------ Document section ------

Hot spots from the July 18 eruption in Kermadec volcanic arc

 

 

A new submarine eruption occured in the Kermadec volcanic arc producing large amounts of pumice. The pumice rafts were visible on satellite images during the following weeks. The submarine volcano at the source of these pumice rafts is usually difficult to locate precisely. In the case of the current eruption, MODIS satellite was very useful in detecting hot spots when the eruption was underway. This is the first reported volcanic activity from this remote location.

 

hotandspot1

This MODIS satellite image is a night scene collected on July 18, 2012 at 10H50Z (MODIS band 22: 3.959µm). This is the only image so far showing a thermal hot spot related to the recent submarine eruption and is the best evidence for eruption location. A cold eruptive plume is drifting towards the NW from the hot spots.

------ Dataset entries ------

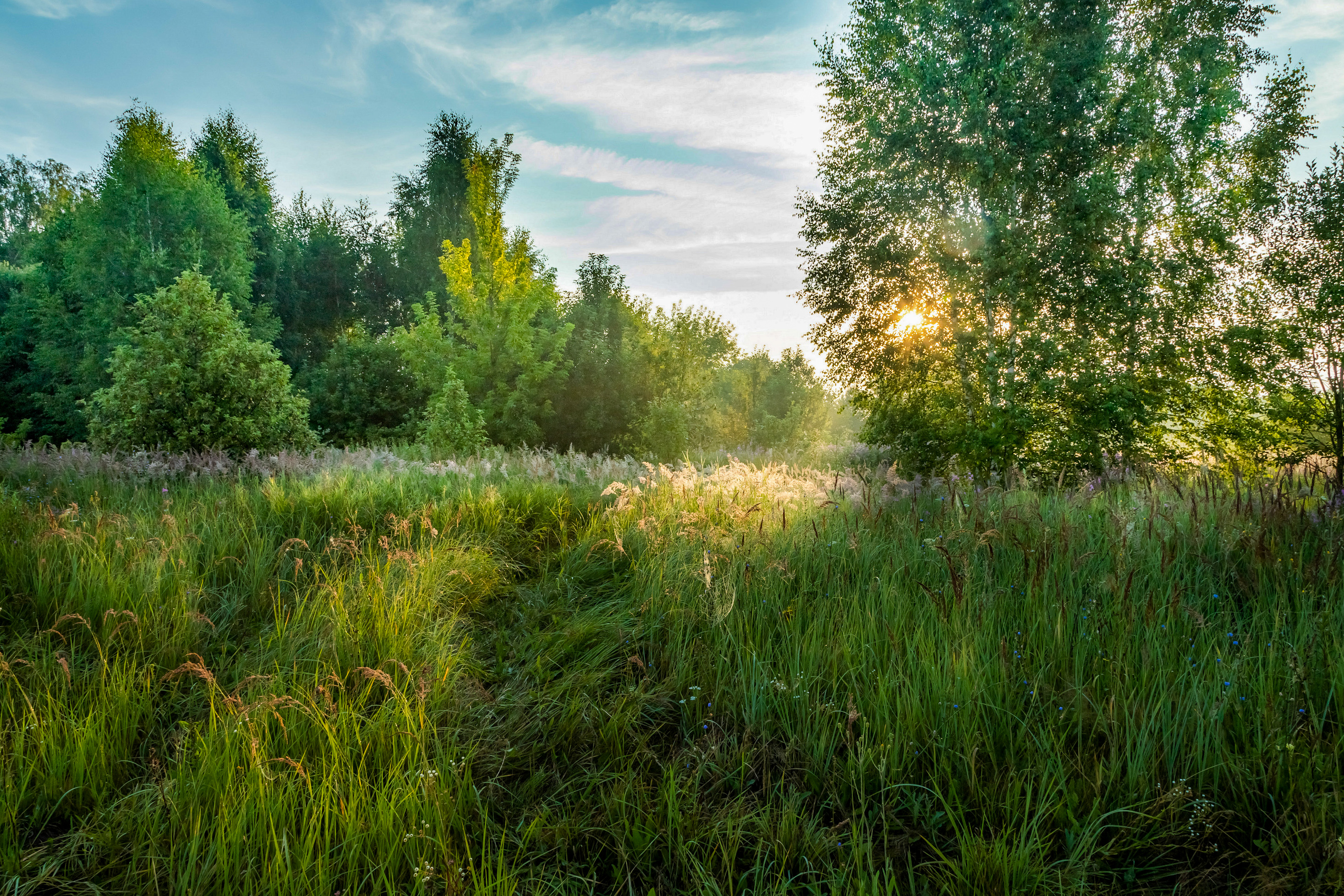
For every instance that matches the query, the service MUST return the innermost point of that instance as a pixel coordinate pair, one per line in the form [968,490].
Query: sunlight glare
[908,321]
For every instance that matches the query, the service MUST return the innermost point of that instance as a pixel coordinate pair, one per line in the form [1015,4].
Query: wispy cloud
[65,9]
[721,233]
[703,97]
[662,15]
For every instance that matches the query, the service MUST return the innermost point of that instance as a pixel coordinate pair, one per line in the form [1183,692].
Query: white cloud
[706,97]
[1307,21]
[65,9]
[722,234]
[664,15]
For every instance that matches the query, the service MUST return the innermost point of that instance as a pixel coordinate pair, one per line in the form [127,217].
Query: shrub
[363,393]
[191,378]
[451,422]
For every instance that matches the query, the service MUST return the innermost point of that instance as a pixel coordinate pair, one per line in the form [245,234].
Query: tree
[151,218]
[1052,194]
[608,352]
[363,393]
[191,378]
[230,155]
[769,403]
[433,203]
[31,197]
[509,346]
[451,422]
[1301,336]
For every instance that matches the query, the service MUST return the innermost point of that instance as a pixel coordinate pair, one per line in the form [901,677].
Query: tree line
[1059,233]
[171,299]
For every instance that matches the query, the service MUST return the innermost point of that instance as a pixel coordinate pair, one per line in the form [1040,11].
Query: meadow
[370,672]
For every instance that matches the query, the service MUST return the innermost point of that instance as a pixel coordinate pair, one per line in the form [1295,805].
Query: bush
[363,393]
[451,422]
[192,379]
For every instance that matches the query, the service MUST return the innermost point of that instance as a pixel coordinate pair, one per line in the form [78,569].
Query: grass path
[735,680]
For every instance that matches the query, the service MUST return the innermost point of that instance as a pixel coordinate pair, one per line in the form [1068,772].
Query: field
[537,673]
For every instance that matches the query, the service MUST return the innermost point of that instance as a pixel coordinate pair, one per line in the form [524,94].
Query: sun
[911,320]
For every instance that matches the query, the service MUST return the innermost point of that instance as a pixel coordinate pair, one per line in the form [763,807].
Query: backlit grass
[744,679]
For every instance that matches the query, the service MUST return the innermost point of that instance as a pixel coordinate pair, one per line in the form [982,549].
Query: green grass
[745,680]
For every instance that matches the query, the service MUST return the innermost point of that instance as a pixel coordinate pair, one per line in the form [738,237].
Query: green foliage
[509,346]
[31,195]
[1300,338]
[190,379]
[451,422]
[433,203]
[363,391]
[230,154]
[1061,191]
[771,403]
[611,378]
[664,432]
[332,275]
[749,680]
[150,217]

------

» **What you will do**
1 - Answer these about the Kermadec eruption text, one line each:
(a) What did the new submarine eruption produce in large amounts?
(b) Which MODIS band collected the night scene?
(c) Toward which direction is the cold eruptive plume drifting from the hot spots?
2 - Please print the part of the Kermadec eruption text starting with "A new submarine" and going on through "this remote location.".

» **In response**
1 -
(a) Pumice.
(b) Band 22 (3.959µm).
(c) Toward the NW.

2 -
A new submarine eruption occured in the Kermadec volcanic arc producing large amounts of pumice. The pumice rafts were visible on satellite images during the following weeks. The submarine volcano at the source of these pumice rafts is usually difficult to locate precisely. In the case of the current eruption, MODIS satellite was very useful in detecting hot spots when the eruption was underway. This is the first reported volcanic activity from this remote location.